* **What needs to be done**: Count the lines in the entries below that contain the string "gold", treating uppercase and lowercase as different, and reply with only that number.

* **Input records**:
*-*-*
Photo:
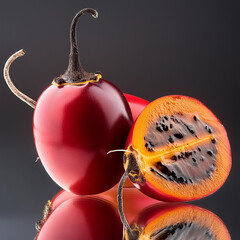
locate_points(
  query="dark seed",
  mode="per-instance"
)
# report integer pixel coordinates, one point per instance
(210, 153)
(208, 129)
(213, 141)
(165, 127)
(159, 129)
(178, 135)
(208, 173)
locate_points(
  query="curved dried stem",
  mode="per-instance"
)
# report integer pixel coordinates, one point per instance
(9, 82)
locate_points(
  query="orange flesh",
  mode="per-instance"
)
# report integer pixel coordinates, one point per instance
(187, 214)
(146, 159)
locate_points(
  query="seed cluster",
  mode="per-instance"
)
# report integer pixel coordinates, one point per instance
(182, 231)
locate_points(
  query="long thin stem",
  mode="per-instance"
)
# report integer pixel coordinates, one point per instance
(74, 63)
(9, 82)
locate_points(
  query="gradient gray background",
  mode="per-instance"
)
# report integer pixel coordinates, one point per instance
(146, 48)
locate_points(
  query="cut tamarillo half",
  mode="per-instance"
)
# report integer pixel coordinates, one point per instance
(177, 150)
(136, 105)
(177, 221)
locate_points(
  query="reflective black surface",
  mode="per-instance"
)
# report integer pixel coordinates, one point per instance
(146, 49)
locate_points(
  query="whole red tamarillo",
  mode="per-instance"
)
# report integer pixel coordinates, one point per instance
(77, 120)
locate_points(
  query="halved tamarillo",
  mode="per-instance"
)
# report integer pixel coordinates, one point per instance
(77, 120)
(177, 221)
(177, 150)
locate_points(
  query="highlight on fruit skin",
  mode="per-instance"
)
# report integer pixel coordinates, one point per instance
(179, 150)
(177, 221)
(82, 218)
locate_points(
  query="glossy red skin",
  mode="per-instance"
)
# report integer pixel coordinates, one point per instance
(74, 127)
(136, 105)
(85, 218)
(134, 200)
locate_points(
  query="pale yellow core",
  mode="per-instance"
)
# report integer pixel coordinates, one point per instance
(161, 154)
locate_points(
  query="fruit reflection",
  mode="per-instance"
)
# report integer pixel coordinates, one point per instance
(85, 218)
(135, 200)
(177, 222)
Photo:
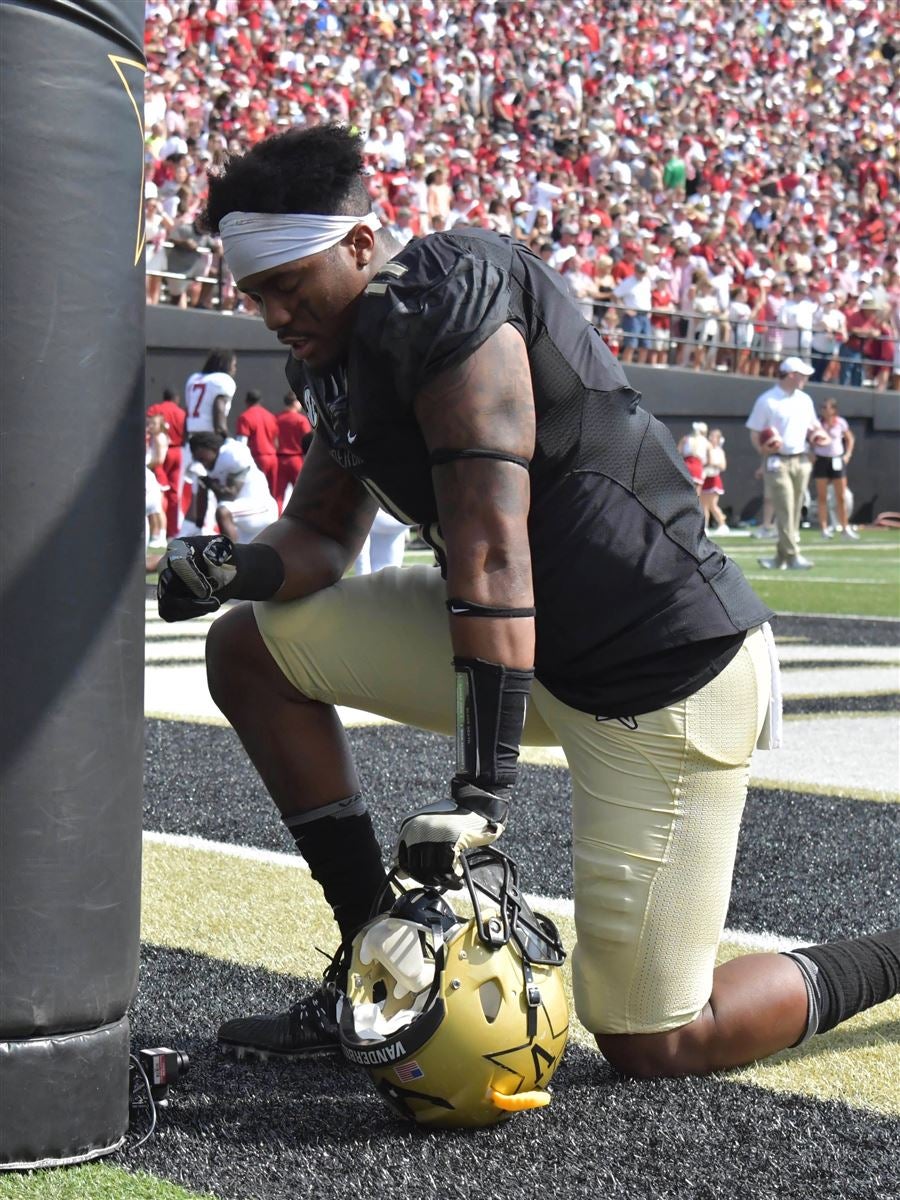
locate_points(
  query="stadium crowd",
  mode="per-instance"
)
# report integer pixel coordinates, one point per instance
(717, 183)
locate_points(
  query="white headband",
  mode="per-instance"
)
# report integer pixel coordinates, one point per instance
(255, 241)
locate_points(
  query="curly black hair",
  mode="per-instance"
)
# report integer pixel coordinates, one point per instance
(303, 171)
(219, 360)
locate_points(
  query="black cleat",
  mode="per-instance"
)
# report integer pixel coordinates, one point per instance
(307, 1029)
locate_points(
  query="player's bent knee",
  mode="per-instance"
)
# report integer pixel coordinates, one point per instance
(239, 667)
(657, 1055)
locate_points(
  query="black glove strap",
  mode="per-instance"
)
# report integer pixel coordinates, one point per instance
(490, 717)
(487, 804)
(261, 571)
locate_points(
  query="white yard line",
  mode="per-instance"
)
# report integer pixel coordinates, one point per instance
(556, 906)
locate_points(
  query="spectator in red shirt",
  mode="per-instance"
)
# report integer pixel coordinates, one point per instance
(294, 432)
(173, 415)
(259, 429)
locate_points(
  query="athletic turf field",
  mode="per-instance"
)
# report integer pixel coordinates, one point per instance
(232, 921)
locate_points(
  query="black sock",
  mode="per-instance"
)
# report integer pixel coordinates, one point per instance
(845, 978)
(340, 845)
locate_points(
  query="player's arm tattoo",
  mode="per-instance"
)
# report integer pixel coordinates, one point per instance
(485, 403)
(323, 526)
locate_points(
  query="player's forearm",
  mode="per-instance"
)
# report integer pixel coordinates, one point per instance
(490, 570)
(311, 559)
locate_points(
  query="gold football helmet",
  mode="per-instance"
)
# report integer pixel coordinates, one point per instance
(460, 1020)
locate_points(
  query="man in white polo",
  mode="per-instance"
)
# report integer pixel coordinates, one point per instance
(781, 423)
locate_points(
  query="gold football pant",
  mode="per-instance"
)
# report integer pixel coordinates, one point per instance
(657, 808)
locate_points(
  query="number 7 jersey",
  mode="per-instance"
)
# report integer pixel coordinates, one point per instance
(201, 393)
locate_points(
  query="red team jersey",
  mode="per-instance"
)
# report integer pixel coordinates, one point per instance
(261, 429)
(174, 417)
(201, 393)
(293, 429)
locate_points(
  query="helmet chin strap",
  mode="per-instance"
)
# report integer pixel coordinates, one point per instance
(519, 1103)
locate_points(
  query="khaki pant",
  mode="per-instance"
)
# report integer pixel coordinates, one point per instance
(786, 487)
(655, 809)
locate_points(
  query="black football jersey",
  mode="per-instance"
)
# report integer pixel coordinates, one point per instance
(635, 606)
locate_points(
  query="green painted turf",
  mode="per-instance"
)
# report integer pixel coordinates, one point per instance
(861, 579)
(96, 1181)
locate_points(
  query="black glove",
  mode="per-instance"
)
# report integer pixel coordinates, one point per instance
(432, 839)
(199, 574)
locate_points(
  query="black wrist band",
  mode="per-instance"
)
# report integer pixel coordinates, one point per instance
(490, 717)
(457, 607)
(259, 573)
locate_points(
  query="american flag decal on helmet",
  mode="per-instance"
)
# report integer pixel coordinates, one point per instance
(408, 1071)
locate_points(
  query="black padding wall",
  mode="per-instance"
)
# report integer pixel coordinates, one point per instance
(71, 582)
*-*-*
* **Task answer**: 2